▶ [WORK REQUIRED]:
Copy each line of the listing below where the word "white" turns up.

▶ [DATASET]:
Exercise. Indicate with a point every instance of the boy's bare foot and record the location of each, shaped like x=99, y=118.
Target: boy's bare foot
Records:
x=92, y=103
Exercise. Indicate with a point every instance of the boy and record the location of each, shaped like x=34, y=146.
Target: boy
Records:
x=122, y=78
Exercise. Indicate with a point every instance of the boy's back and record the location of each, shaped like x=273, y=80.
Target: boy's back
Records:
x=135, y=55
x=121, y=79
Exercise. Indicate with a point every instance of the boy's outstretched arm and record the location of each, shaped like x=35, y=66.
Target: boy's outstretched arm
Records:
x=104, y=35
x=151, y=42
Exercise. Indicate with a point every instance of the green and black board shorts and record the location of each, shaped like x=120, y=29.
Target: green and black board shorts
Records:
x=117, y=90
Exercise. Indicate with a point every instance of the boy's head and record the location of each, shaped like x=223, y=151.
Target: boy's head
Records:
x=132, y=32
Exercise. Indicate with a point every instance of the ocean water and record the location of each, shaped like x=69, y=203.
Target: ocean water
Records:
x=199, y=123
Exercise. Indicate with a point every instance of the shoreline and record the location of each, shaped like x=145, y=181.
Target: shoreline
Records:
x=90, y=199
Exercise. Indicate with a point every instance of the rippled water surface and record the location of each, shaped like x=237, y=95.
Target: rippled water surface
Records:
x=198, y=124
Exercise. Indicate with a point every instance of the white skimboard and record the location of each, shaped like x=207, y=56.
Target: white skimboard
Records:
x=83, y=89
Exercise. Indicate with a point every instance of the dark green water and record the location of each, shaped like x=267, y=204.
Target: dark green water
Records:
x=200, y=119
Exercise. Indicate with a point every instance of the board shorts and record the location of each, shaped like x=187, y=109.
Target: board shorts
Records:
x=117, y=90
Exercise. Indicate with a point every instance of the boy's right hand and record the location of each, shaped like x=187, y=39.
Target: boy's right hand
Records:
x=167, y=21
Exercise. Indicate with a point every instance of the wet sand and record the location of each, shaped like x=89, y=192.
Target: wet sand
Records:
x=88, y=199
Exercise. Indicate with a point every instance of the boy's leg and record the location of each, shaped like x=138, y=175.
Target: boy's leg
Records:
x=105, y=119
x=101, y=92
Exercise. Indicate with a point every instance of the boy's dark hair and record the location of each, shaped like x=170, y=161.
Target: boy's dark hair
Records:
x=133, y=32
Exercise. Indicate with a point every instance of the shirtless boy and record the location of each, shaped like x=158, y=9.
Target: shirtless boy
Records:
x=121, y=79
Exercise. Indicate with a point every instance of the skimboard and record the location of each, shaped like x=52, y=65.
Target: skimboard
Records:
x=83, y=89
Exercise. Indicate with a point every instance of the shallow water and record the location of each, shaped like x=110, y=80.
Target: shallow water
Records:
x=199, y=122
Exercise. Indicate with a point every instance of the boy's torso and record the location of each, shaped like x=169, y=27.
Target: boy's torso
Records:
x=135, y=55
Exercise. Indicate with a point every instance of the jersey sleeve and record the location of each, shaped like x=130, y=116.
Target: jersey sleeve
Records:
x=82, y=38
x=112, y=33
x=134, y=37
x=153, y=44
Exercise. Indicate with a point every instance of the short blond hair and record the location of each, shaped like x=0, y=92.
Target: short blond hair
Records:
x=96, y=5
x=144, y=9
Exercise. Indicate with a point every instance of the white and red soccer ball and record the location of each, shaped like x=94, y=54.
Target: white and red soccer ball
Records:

▶ [RESULT]:
Exercise. Indicate with a point every instance of the white skimboard and record the location of each, shaped like x=207, y=56.
Target: white skimboard
Exercise. Indicate with a point every instance of the white and red soccer ball and record the location of each, shaped like x=94, y=54.
Target: white and red soccer ball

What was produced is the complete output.